FRAGMENTO PROPUESTO:
Silencio pido a la atención


Puedo sonar majadero, me da igual.
Hoy, gracias a un gran amigo, me encontré con un déjà-vu de ideas.
Recordé una de las varias conversación que tuve con Cristián Warnken unos meses antes de matricularme en Letras en la Pontificia Universidad Católica de Chile. Me dijo que se había sentido muy decepcionado de la Licenciatura en Letras de la Católica, que era una carrera que pretendía hacer de la literatura una ciencia de la teoría. No le hice caso.

Ahora, por un lado me arrepiento. Me arrepiento de no haberle hecho caso, de haber confiado en el peso del nombre de la Universidad Católica en el potencial cartón. Digo "por un lado" porque si bien no encontré lo que quería en la literatura, aprendí muchas cosas de la vida que no puedo negar y conocí a gente que ha sido importante en mi vida y que seguriá siendo. Pero ese no es el tema.

DATOS PROPORCIONADOS:
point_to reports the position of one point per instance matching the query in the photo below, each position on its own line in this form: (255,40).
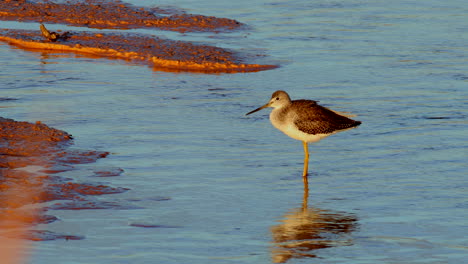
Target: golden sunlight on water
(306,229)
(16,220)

LO QUE HARÁS:
**1.** Responde estas preguntas sobre el fragmento acerca de la carrera de Letras:
(a) ¿Con quién recuerda quien escribe haber conversado unos meses antes de matricularse?
(b) ¿En qué universidad se matriculó en Letras?
(c) ¿En qué dice haber confiado en lugar de hacer caso a esa advertencia?
**2.** Cita textualmente el pasaje del fragmento acerca de la carrera de Letras que va desde "Hoy, gracias a" hasta "es el tema.", ambos incluidos.

LAS SOLUCIONES:
**1.**
(a) Con Cristián Warnken.
(b) En la Pontificia Universidad Católica de Chile.
(c) En el peso del nombre de la Universidad Católica en el potencial cartón.

**2.**
Hoy, gracias a un gran amigo, me encontré con un déjà-vu de ideas.
Recordé una de las varias conversación que tuve con Cristián Warnken unos meses antes de matricularme en Letras en la Pontificia Universidad Católica de Chile. Me dijo que se había sentido muy decepcionado de la Licenciatura en Letras de la Católica, que era una carrera que pretendía hacer de la literatura una ciencia de la teoría. No le hice caso.

Ahora, por un lado me arrepiento. Me arrepiento de no haberle hecho caso, de haber confiado en el peso del nombre de la Universidad Católica en el potencial cartón. Digo "por un lado" porque si bien no encontré lo que quería en la literatura, aprendí muchas cosas de la vida que no puedo negar y conocí a gente que ha sido importante en mi vida y que seguriá siendo. Pero ese no es el tema.